Segment Start: Exercise passage

CHE: THE ARGENTINE ends with Che on the road from Santa Clara to Havana. We never see him arrive. It's an odd ending - leaving the audience with little sense of closure. The movie finishes abruptly. This may work in a double-bill, but I doubt that anyone would give GUERILLA a chance after this dull, unenlightening, strangely neutered work. I learned nothing about Che that I didn't already know, and it's interesting to note that in the US, this first film is not being released at all (acc to IMDB).

CHE: GUERILLA is modestly more successful that CHE: THE ARGENTINE, but the benchmark is low. The first thing to say is that it looks like a completely different film. The shooting style and editing style are much more languid and patient - the narrative is linear - we are allowed a little closer, though still not close enough - to our hero.

The movie skips Che's entry to Havana and his period serving in the Cuban governemnt. It skips his failed attempt to start a revolution in the Congo and rolls right into his radical activities in Bolivia in 66/67. The revolution is hopeless and the film a monotonous and depressing inch by inch movement toward the inevitable execution. The Bolivian government is aided by the US, so instead of hapless Cuban troops who surrender at the first sign of violence, Che is facing crack special ops. The Cuban peasants were ready for revolution but the Bolivian peasants are unconvinced by his arguments. (Heck, so are we - we never see him as a charismatic Marxist evangelical). Worse still, the local Communists want nothing to do with him; he loses contact with Havana; and his foreign aides stupidly lead the Bolivians right to him. So what you get is a film about isolation and failure. A random bunch of men wander round the Bolivian countryside until finally they are cornered and shot. Portraits of failure and disillusionment can be captivating. Look at the brilliant, mournful THE ASSASSINATION OF JESSE JAMES BY THE COWARD ROBERT FORD. But GUERILLA is just dull. We are never allowed to empathise with Che in the way that we entered the emotional drama betwee James and Ford.

Segment End: Exercise passage
Segment Start: Records provided

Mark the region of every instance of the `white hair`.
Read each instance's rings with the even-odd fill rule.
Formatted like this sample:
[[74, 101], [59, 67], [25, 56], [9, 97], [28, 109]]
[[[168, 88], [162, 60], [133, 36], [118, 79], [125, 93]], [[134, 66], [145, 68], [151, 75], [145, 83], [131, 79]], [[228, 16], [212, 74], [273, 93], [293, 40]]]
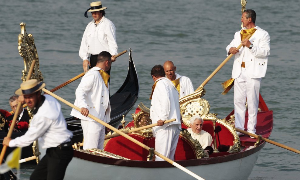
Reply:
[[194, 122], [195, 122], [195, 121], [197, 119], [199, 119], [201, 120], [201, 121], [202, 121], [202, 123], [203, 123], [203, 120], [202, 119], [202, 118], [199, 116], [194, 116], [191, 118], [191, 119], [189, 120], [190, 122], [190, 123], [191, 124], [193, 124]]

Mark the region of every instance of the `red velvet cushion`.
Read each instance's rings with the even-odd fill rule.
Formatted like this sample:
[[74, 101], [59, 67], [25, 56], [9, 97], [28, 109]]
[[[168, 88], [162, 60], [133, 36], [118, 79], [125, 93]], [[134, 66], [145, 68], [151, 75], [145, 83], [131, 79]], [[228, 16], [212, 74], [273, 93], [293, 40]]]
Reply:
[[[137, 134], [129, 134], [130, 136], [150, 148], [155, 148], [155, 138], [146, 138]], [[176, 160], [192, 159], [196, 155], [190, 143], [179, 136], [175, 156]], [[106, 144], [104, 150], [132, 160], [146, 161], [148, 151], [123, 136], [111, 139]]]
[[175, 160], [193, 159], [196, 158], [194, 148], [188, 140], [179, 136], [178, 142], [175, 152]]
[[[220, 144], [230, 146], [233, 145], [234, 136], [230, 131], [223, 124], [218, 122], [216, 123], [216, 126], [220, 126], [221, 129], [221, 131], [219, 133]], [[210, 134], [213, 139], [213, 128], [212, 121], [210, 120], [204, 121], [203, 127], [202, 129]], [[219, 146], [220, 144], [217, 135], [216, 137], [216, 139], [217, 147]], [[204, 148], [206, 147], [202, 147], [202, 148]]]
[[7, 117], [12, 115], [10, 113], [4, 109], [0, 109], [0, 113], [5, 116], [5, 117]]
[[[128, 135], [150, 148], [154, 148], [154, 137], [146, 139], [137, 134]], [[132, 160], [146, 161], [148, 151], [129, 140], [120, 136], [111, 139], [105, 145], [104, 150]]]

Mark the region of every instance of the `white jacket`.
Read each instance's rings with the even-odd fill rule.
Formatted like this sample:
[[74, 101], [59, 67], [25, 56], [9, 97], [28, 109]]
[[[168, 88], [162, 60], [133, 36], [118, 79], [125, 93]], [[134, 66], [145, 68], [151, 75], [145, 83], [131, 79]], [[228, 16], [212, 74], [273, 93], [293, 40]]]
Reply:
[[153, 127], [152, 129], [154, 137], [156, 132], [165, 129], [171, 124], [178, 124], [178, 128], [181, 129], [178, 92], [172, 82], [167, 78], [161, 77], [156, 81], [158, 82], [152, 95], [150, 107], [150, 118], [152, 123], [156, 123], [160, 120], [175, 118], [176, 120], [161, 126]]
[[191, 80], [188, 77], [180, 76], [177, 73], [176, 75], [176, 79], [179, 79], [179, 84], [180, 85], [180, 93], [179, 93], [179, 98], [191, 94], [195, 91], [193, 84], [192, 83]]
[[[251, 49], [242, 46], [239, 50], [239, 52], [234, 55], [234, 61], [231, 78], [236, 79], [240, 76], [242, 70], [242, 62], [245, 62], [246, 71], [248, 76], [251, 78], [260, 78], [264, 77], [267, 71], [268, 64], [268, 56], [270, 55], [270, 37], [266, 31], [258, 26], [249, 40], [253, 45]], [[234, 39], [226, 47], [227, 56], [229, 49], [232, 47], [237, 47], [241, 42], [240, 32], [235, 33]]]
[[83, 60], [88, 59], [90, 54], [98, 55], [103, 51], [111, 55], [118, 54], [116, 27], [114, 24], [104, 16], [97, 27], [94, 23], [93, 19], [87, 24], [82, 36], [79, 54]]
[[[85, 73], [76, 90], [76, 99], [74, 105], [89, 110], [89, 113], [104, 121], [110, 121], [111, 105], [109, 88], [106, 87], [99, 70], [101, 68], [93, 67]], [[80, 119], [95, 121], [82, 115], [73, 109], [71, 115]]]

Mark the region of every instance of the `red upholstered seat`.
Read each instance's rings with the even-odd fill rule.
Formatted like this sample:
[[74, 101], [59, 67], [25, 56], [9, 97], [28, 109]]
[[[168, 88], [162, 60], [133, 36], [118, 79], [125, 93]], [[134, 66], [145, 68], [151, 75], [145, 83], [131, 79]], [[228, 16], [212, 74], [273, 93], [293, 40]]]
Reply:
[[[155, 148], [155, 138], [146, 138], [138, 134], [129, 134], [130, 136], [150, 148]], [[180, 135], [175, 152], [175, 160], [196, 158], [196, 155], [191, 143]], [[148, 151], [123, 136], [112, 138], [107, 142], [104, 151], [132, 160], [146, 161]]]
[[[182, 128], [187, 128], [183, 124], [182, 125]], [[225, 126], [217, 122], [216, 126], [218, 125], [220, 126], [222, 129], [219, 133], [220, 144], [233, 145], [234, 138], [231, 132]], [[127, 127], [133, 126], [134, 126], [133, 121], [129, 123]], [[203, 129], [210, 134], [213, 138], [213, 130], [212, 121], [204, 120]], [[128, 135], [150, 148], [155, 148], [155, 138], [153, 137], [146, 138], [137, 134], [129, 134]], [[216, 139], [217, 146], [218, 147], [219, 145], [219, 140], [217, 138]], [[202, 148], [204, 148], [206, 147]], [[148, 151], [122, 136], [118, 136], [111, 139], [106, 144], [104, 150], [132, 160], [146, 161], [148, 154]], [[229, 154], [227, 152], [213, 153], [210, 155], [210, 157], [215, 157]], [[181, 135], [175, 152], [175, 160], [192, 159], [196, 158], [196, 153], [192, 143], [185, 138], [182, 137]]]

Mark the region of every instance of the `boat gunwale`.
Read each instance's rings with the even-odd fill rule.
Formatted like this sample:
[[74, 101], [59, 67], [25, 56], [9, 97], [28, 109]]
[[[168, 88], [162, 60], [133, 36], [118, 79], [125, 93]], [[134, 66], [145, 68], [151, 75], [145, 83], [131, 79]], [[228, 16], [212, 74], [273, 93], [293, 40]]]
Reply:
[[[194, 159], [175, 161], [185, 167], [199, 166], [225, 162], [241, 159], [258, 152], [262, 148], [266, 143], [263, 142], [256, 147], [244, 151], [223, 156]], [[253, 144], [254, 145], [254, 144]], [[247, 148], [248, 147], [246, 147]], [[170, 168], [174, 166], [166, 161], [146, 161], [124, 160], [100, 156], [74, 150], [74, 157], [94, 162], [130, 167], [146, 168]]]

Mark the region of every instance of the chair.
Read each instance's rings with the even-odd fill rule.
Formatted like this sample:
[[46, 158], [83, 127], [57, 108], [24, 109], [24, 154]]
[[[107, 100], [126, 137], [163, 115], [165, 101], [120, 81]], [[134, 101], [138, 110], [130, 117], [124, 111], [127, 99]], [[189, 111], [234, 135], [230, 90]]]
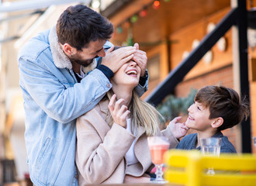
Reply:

Segment End: Records provided

▶ _What to do_:
(1) In the review of the two Che films, why is Che up against crack special ops in Bolivia instead of troops like the ones he met in Cuba?
(2) Reproduce the part of the Che film review that opens with the words "CHE: GUERILLA is" and closes with "to our hero.".
(3) Continue the Che film review from the point where it stops.

▶ _Answers_:
(1) The Bolivian government is aided by the US. So instead of hapless Cuban troops who surrender at the first sign of violence, Che faces crack special ops.

(2)
CHE: GUERILLA is modestly more successful that CHE: THE ARGENTINE, but the benchmark is low. The first thing to say is that it looks like a completely different film. The shooting style and editing style are much more languid and patient - the narrative is linear - we are allowed a little closer, though still not close enough - to our hero.

(3)
If CHE: GUERILLA is better than THE ARGENTINE it's because there are odd moments of visual flair. The scene where some of the guerilla are gunned down in a river is beautifully done. And there is a scene where Che is injured and on the run on the slope of a ridge. At the top, silhouetted against the horizon we see a handful of special ops soldier. And then, in a flash of pure menace, these men are joined by tens of other until the horizon is filled with men bearing down on our hero. These moments are to be expected from a man with Soderbergh's experience and technical skill. They are, however, too few.

Soderbergh began the LIFF screening with a joke - that a man who flies first class is the wrong man to make CHE. That's too reductive. But still, it contains a grain of truth. Walter Salles made a brilliant film about CHE because he was passionate about the content, could relate to it and had something to say about it. Salles was, like Che, born into privilege in Latin America but has chosen to turn his back on the establishment (in this case, being the scion of a banking family) in order to make politically and socially aware films about the poor. I would love to know why Soderbergh came to this project and whether, in all honesty, he felt any real emotional attachment to it. Because there is little evidence of any love for the project in the final films.

CHE / THE ARGENTINE & GUERILLA played Cannes where Benicio del Toro won Best Actor, Toronto and London 2008. THE ARGENTINE went on release in Spain in September, opens in Mexico on December 26th; opens in the UK on January 2nd; in France on January 7th and in Argentina on January 29th. GUERILLA opens in Argtnina on November 13th; in Greece on November 27th; in the US on December 12th; in France on January 28th; in the UK on February 20th and in Japan in March.